• _OBJECTIVE_:
Locate each line in the saved entries that includes the word "dark" and copy it out in full.

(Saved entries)
══════════

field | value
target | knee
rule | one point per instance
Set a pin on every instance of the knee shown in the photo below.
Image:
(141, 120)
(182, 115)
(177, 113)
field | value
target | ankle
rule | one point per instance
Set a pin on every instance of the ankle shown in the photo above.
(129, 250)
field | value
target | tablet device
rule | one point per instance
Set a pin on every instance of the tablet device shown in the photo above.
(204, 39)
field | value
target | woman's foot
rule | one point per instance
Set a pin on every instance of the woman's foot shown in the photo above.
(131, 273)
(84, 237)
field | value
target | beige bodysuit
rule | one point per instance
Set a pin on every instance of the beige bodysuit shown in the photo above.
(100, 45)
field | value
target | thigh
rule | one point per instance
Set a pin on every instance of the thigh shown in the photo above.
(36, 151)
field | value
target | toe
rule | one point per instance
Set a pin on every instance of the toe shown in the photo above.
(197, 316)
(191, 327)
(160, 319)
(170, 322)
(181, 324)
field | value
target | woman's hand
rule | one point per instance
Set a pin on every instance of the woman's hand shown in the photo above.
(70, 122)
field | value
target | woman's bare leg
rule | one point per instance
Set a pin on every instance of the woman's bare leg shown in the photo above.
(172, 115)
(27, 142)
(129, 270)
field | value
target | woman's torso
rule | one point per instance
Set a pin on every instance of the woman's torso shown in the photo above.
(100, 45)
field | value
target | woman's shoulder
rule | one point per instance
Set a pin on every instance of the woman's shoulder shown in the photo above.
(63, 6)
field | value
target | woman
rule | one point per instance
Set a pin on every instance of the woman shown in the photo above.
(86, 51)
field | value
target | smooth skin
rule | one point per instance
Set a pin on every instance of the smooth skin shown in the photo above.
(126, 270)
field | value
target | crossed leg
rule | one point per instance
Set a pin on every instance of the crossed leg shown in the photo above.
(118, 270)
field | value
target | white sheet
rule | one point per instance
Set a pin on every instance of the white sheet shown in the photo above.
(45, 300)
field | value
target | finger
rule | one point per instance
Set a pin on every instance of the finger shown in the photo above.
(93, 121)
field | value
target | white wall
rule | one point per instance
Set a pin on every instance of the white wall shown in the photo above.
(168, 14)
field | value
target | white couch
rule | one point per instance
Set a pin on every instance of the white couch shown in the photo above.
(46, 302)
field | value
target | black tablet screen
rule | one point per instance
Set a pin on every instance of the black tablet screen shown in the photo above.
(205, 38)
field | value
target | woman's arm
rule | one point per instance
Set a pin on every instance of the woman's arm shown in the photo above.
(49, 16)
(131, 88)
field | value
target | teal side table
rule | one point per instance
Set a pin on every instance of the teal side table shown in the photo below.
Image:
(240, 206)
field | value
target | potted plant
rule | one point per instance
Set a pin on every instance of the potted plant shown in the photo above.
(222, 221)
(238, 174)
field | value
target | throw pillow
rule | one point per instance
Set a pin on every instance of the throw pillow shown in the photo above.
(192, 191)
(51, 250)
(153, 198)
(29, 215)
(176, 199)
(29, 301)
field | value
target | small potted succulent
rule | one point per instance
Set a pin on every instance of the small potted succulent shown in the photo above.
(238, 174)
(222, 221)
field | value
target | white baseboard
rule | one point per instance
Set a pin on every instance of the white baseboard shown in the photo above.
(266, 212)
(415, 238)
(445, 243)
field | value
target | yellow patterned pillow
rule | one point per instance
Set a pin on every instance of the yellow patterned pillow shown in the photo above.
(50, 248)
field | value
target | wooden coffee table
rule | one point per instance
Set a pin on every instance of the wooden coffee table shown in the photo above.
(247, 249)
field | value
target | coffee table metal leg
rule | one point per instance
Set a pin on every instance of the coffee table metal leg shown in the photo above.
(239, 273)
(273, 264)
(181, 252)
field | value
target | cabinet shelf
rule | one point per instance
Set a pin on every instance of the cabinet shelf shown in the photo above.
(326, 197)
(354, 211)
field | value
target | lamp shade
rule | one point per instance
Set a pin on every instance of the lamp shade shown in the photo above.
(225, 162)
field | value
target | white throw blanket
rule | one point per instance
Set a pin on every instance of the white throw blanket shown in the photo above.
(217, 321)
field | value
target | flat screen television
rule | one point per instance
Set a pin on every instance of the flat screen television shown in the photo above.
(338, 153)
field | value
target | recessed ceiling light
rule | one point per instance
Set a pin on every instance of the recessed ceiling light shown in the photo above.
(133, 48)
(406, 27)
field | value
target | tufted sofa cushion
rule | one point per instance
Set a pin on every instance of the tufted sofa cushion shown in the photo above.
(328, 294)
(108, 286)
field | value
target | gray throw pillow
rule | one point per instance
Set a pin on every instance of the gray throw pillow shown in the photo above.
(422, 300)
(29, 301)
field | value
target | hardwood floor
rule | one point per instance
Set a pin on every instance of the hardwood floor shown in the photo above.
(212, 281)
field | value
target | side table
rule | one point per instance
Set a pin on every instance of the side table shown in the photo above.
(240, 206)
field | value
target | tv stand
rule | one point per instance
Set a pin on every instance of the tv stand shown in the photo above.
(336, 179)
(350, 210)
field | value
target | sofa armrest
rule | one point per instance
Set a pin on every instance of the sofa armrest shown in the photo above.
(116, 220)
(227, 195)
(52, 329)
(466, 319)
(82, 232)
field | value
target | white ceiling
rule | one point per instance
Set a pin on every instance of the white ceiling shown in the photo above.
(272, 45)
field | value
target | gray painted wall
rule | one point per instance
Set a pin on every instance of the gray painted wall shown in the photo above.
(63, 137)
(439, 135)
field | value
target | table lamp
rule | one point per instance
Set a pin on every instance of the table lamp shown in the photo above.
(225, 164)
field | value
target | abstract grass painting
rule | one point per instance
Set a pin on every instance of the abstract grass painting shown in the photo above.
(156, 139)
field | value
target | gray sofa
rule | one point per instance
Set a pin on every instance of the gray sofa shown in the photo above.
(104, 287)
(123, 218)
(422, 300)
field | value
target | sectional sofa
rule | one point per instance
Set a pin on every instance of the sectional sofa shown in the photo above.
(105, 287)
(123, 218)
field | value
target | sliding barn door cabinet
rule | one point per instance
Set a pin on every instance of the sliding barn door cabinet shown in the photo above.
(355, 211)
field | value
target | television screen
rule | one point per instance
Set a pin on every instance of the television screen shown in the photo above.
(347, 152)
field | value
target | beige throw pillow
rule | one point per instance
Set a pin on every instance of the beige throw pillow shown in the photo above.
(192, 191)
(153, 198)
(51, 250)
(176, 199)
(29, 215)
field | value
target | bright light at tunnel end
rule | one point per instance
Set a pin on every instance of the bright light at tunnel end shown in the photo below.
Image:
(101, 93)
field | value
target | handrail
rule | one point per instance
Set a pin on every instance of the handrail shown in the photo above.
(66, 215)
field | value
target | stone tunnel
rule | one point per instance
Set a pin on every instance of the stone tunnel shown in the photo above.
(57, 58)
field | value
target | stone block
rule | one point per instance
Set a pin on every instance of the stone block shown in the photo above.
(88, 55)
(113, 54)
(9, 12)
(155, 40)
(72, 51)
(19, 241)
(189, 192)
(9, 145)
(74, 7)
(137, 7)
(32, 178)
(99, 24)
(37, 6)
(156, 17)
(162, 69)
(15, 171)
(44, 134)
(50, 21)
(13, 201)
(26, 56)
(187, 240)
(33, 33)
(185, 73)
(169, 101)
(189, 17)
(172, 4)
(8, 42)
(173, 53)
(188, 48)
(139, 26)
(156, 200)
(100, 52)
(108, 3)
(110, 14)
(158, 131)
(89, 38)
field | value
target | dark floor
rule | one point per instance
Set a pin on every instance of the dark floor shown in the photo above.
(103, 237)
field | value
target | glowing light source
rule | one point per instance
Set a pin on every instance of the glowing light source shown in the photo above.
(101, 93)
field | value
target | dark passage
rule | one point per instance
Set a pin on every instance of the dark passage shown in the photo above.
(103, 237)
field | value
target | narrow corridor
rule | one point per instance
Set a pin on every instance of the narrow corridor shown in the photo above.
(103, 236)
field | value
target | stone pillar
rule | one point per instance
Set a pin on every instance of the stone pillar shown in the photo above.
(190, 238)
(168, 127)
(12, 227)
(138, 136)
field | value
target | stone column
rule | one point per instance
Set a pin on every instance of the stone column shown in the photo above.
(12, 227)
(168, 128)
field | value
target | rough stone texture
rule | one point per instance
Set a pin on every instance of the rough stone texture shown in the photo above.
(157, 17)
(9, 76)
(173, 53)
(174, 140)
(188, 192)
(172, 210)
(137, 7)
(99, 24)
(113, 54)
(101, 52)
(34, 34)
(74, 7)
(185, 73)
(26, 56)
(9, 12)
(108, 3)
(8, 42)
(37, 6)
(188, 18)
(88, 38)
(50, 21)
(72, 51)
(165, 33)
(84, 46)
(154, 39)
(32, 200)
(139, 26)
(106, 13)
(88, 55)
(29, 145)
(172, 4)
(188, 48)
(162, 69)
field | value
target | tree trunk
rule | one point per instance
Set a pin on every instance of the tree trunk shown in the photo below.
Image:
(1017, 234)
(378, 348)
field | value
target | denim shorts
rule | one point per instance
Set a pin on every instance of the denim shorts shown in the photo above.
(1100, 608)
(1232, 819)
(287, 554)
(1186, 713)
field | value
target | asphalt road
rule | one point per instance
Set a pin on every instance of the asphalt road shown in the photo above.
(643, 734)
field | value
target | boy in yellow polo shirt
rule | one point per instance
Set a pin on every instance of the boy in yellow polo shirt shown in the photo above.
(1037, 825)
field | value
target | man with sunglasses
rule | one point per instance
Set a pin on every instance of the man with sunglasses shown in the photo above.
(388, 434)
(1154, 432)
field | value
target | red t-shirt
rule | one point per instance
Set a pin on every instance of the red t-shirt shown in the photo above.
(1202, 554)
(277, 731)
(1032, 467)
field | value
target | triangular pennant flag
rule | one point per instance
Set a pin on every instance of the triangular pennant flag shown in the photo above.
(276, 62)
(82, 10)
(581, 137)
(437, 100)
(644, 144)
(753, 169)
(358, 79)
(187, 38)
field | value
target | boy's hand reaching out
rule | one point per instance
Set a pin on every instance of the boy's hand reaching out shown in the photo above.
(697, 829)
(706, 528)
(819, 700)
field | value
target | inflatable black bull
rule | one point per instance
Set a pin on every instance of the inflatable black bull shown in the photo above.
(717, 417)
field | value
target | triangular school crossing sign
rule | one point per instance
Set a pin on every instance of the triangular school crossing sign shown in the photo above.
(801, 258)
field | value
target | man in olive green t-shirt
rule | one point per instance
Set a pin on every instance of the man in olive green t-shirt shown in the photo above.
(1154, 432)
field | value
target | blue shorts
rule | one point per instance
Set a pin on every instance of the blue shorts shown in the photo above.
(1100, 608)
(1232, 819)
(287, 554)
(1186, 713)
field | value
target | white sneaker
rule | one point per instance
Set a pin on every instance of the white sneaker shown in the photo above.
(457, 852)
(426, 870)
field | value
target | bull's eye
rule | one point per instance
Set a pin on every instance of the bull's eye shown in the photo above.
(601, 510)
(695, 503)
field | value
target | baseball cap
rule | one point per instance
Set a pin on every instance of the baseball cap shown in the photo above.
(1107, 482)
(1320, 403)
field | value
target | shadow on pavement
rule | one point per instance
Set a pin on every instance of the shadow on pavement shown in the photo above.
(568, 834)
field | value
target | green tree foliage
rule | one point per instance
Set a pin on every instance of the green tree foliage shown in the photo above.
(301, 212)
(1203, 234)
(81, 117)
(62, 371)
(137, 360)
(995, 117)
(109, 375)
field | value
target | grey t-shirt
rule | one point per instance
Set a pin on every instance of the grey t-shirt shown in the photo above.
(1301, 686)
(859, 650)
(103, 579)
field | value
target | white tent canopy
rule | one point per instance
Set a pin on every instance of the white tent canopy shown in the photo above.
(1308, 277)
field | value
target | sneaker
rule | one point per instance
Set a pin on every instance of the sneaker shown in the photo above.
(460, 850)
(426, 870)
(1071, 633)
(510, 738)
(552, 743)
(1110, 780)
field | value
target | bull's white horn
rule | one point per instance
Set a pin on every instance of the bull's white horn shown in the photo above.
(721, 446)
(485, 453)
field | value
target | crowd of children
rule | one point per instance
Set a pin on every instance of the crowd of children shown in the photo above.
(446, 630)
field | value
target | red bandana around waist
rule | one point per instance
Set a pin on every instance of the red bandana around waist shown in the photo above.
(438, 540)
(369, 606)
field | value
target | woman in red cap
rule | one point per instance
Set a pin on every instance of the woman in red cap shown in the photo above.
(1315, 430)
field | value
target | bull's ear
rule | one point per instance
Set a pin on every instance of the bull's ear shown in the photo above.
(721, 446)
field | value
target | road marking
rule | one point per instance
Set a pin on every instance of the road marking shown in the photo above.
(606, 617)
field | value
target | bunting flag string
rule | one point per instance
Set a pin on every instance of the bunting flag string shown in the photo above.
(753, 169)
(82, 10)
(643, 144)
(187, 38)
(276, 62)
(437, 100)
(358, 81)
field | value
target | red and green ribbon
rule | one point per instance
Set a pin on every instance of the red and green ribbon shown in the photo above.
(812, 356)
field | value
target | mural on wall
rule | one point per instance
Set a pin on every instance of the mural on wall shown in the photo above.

══════════

• _RESULT FOR THIS TASK_:
target | dark floor
Set a pin on every instance of the dark floor shown in the photo above.
target | dark passage
Set a pin on every instance of the dark passage shown in the photo above.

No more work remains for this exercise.